## EXERCISE TASK 1
According to the global warming article, how far below the long-term average did the extent of Arctic sea ice fall this August?

## SELECTION
▬▬▬

Global Warming 'Past the Point of No Return'
email this pageprint this pageemail usSteve Connor - The Independent UK


This Aug. 2000, photo provided by Ohio State University glaciologist Lonnie Thompson shows Thompson at Qori Kalis glacier in Qori Kalis, Cozo, Peru. Rapidly melting glaciers in the Peruvian Andes have uncovered moss and grasses that have been covered by ice since they first grew about 6,500 years ago said Thompson, who has predicted global warming will erase mountain ice caps that are a valued water source for many communities around the world. (Photo: Lonnie Thompson)
A record loss of sea ice in the Arctic this summer has convinced scientists that the northern hemisphere may have crossed a critical threshold beyond which the climate may never recover. Scientists fear that the Arctic has now entered an irreversible phase of warming which will accelerate the loss of the polar sea ice that has helped to keep the climate stable for thousands of years.

They believe global warming is melting Arctic ice so rapidly that the region is beginning to absorb more heat from the sun, causing the ice to melt still further and so reinforcing a vicious cycle of melting and heating.

The greatest fear is that the Arctic has reached a "tipping point" beyond which nothing can reverse the continual loss of sea ice and with it the massive land glaciers of Greenland, which will raise sea levels dramatically.

Satellites monitoring the Arctic have found that the extent of the sea ice this August has reached its lowest monthly point on record, dipping an unprecedented 18.2 per cent below the long-term average.

Experts believe that such a loss of Arctic sea ice in summer has not occurred in hundreds and possibly thousands of years. It is the fourth year in a row that the sea ice in August has fallen below the monthly downward trend - a clear sign that melting has accelerated.

Scientists are now preparing to report a record loss of Arctic sea ice for September, when the surface area covered by the ice traditionally reaches its minimum extent at the end of the summer melting period.

Sea ice naturally melts in summer and reforms in winter but for the first time on record this annual rebound did not occur last winter when the ice of the Arctic failed to recover significantly.

Arctic specialists at the US National Snow and Ice Data Centre at Colorado University, who have documented the gradual loss of polar sea ice since 1978, believe that a more dramatic melt began about four years ago.

▬▬▬

Pointing and labeling records
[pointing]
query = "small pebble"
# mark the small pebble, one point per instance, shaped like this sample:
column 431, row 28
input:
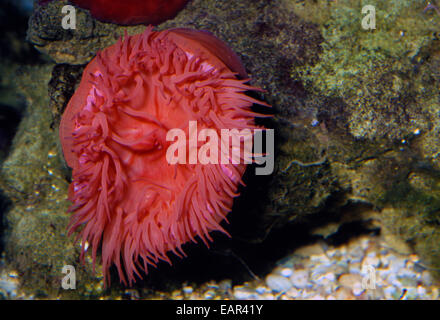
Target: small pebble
column 278, row 283
column 300, row 279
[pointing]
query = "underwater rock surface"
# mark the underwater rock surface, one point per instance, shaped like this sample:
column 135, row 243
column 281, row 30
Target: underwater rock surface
column 357, row 121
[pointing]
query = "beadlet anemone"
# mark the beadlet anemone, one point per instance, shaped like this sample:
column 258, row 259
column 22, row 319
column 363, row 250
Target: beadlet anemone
column 130, row 12
column 127, row 198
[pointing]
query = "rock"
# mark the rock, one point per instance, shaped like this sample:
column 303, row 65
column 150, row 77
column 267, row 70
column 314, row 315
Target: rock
column 300, row 279
column 278, row 283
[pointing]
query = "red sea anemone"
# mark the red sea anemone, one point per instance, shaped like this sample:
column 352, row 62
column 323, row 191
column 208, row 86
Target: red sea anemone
column 126, row 196
column 129, row 12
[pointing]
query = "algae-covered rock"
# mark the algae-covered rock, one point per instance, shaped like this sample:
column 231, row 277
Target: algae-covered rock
column 387, row 82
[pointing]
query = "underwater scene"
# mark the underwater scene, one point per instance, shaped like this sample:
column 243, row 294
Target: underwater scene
column 220, row 150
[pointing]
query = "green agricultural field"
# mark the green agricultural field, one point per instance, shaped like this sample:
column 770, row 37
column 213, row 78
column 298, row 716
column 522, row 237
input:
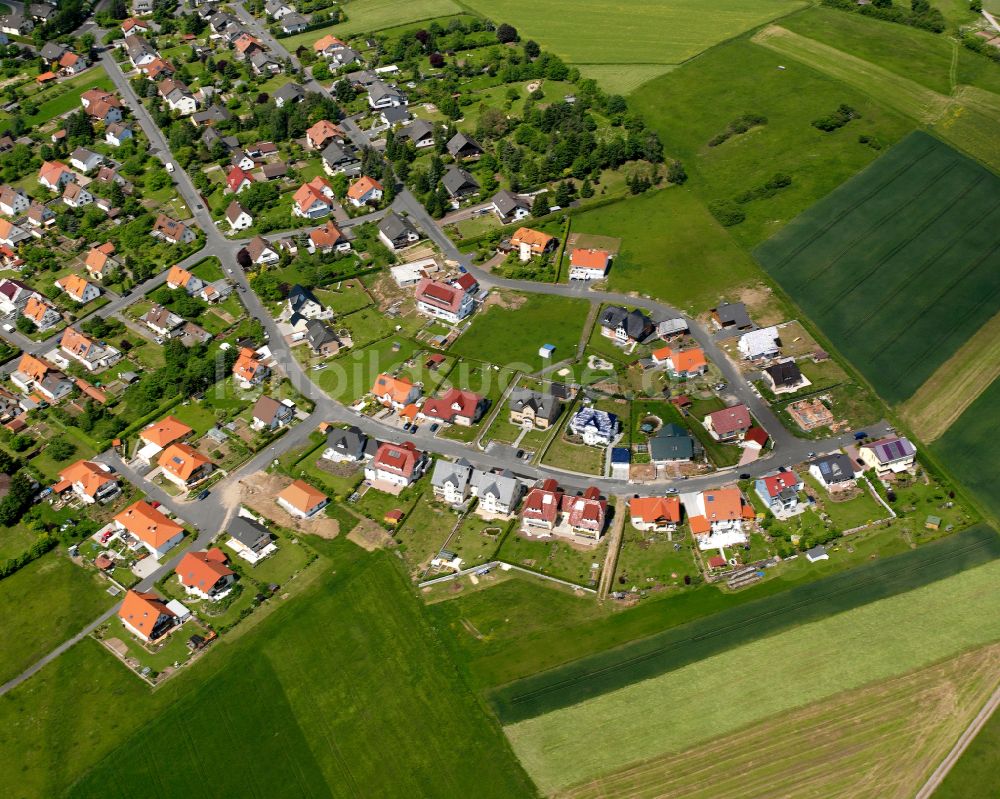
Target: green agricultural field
column 967, row 449
column 42, row 605
column 977, row 773
column 85, row 716
column 811, row 662
column 900, row 265
column 368, row 16
column 511, row 333
column 645, row 39
column 614, row 669
column 664, row 234
column 743, row 78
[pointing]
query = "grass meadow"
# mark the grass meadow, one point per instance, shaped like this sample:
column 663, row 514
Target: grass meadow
column 792, row 669
column 900, row 265
column 664, row 235
column 897, row 730
column 647, row 36
column 343, row 692
column 968, row 448
column 676, row 647
column 42, row 605
column 743, row 78
column 512, row 332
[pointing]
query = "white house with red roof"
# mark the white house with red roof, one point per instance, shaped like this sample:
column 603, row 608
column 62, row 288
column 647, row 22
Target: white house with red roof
column 396, row 465
column 443, row 301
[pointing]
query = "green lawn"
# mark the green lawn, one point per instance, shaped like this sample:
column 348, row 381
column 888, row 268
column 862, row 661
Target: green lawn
column 897, row 293
column 511, row 337
column 367, row 16
column 42, row 605
column 86, row 718
column 743, row 78
column 660, row 32
column 844, row 651
column 966, row 449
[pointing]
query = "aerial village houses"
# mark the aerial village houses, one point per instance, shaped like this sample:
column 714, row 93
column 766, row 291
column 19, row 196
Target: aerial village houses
column 655, row 514
column 146, row 616
column 887, row 456
column 183, row 465
column 443, row 301
column 729, row 424
column 205, row 575
column 89, row 481
column 155, row 531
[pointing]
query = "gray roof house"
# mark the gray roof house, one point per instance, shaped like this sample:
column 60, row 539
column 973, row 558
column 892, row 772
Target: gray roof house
column 450, row 481
column 348, row 445
column 396, row 232
column 459, row 183
column 462, row 146
column 288, row 94
column 497, row 492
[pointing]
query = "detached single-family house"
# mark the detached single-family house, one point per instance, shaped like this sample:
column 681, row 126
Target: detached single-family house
column 718, row 518
column 597, row 428
column 269, row 414
column 762, row 343
column 835, row 472
column 155, row 531
column 779, row 492
column 894, row 454
column 249, row 370
column 655, row 514
column 204, row 574
column 78, row 289
column 589, row 264
column 625, row 327
column 180, row 278
column 532, row 409
column 508, row 207
column 395, row 232
column 455, row 406
column 90, row 481
column 443, row 301
column 498, row 492
column 238, row 217
column 183, row 465
column 530, row 243
column 146, row 615
column 363, row 191
column 395, row 392
column 172, row 231
column 450, row 481
column 92, row 354
column 398, row 465
column 729, row 424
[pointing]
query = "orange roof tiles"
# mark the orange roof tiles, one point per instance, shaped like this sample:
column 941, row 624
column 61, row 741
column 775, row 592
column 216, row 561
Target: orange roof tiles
column 148, row 524
column 302, row 496
column 164, row 432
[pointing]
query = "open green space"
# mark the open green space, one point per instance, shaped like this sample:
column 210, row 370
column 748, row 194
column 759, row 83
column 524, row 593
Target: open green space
column 368, row 16
column 614, row 669
column 511, row 334
column 647, row 32
column 743, row 78
column 880, row 640
column 43, row 604
column 312, row 735
column 900, row 265
column 968, row 451
column 663, row 235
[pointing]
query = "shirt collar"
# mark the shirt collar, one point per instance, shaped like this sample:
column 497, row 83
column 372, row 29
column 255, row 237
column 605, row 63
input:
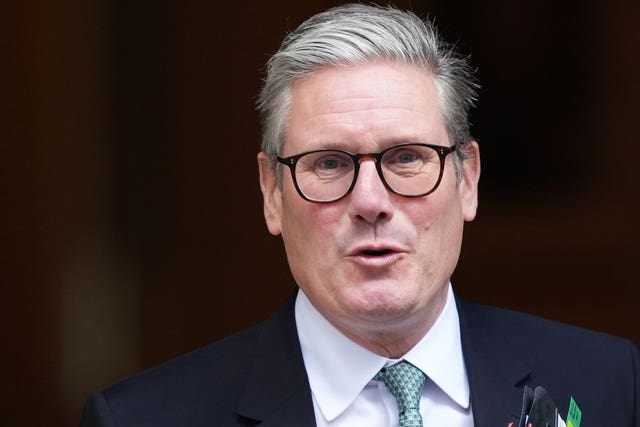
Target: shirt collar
column 339, row 369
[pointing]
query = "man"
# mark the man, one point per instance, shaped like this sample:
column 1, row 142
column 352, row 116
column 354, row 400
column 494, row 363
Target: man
column 368, row 173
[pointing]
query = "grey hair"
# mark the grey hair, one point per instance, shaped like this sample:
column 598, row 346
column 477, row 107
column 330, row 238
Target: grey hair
column 358, row 33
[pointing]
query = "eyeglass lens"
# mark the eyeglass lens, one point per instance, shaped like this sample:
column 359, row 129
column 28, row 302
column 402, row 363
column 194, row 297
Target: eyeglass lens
column 409, row 170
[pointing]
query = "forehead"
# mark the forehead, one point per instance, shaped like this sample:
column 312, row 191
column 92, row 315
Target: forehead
column 364, row 107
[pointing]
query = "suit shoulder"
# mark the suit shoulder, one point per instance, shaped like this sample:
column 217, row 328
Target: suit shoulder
column 209, row 378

▬▬▬

## EXERCISE TASK 2
Reproduce the records, everything from their start down to the line containing "column 220, row 150", both ends included. Omit the pictures.

## WORKED SOLUTION 1
18.2 percent below the long-term average.

## WORKED SOLUTION 2
[pointing]
query = "small pebble"
# mark the small pebble, one point per instance, shaped like this sample:
column 431, row 28
input:
Target: small pebble
column 278, row 283
column 300, row 279
[pointing]
query = "underwater rock surface"
# mark the underwater rock surface, one point per instance, shaped like this sample:
column 135, row 243
column 281, row 30
Target: underwater rock surface
column 357, row 121
[pointing]
query = "beadlet anemone"
# mark the beadlet anemone, one point per instance, shaped like this sample:
column 258, row 259
column 22, row 319
column 363, row 250
Target: beadlet anemone
column 130, row 12
column 127, row 198
[pointing]
query = "rock"
# mark the rock, one point per instance, shaped like this sample:
column 303, row 65
column 150, row 77
column 267, row 70
column 314, row 315
Target: rock
column 300, row 279
column 278, row 283
[pointing]
query = "red sea anemone"
# mark the red sea anemone, one point per instance, shaped like this sample:
column 352, row 62
column 323, row 191
column 208, row 86
Target: red sea anemone
column 126, row 196
column 129, row 12
[pointing]
query = "algae-covered rock"
# mark the algae-covered rock, one point per instance, shaped like this sample:
column 231, row 277
Target: algae-covered rock
column 387, row 82
[pointing]
query = "underwater scene"
# mark the underwater scene, one point per instance, shaped like this sample:
column 243, row 294
Target: underwater scene
column 220, row 150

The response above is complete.